---------- Source records

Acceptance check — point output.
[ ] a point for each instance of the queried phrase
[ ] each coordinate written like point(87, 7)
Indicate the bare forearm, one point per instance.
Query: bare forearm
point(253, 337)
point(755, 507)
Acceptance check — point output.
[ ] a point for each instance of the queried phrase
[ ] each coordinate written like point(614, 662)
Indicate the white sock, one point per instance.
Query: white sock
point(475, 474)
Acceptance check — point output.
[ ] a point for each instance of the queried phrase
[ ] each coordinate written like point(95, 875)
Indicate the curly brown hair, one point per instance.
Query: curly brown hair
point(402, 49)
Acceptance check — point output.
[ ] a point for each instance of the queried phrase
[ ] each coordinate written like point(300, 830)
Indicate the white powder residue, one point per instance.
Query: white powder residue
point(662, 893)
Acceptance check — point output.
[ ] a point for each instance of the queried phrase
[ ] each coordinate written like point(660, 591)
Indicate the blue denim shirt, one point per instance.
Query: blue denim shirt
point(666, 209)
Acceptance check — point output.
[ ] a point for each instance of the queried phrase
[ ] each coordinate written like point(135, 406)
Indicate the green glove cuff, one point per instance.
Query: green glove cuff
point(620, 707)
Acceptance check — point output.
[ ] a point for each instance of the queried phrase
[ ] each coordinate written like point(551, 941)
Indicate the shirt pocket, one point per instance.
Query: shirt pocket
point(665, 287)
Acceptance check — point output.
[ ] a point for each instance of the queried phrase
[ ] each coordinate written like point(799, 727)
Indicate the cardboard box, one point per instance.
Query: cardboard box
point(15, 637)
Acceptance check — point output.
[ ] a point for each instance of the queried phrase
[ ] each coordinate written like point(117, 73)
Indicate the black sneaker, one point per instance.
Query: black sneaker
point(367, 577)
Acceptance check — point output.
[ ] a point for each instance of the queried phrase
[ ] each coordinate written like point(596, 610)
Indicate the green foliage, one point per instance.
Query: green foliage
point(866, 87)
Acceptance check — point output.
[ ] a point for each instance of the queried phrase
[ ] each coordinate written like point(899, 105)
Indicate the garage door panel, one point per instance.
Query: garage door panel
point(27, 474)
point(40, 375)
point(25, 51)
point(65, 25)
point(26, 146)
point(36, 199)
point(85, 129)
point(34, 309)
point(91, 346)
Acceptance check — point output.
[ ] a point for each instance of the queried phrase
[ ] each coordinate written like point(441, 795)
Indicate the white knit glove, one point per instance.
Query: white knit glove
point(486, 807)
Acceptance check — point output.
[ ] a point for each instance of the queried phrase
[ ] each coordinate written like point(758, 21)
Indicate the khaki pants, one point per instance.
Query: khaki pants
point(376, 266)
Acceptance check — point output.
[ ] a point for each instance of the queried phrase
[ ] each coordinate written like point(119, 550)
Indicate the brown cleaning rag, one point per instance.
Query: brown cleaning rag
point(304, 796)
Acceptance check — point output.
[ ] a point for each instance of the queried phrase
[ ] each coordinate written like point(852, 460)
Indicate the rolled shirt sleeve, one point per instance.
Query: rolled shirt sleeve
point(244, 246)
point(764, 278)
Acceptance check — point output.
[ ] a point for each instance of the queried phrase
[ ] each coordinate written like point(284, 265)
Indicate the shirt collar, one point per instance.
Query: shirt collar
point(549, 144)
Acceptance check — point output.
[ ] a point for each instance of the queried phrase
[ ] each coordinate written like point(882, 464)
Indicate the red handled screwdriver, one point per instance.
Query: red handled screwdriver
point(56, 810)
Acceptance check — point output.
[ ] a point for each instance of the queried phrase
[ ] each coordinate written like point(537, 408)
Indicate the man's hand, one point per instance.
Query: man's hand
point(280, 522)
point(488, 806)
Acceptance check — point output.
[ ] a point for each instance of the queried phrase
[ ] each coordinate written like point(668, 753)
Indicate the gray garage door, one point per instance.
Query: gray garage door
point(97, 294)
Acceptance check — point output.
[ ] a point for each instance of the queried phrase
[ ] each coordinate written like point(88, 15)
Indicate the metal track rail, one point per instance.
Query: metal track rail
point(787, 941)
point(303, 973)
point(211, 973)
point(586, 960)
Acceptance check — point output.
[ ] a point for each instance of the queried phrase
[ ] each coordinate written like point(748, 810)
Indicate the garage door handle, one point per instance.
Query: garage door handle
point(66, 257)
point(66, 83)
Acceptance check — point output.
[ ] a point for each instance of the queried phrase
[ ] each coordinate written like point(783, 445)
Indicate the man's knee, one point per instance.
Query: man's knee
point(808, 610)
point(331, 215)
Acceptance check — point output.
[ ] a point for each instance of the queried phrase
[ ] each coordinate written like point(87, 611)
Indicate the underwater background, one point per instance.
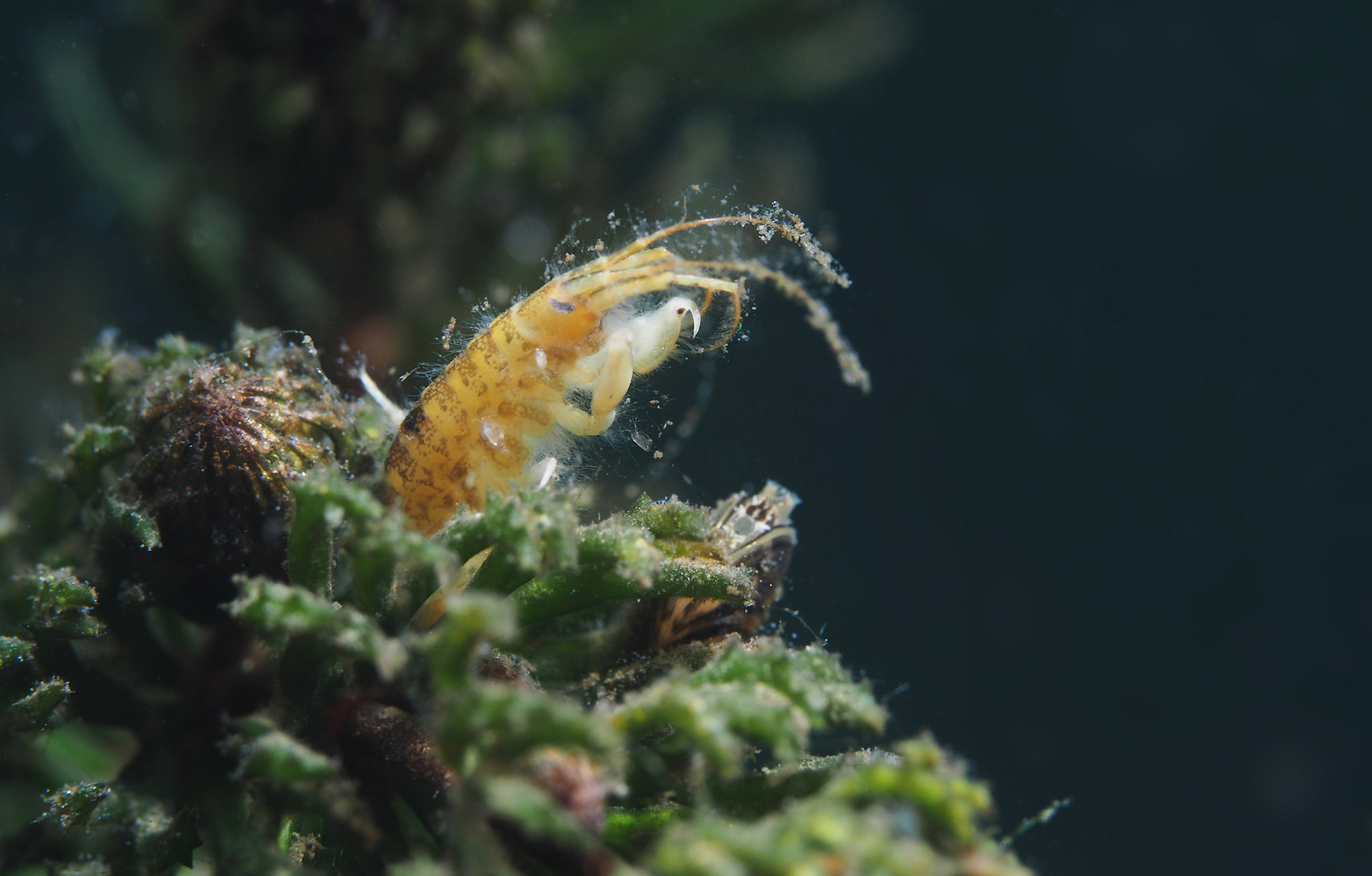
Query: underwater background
point(1103, 522)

--------------------

## Stated problem
How many lines in the material contain the word "foliage"? Reply with the number alone.

## Task result
2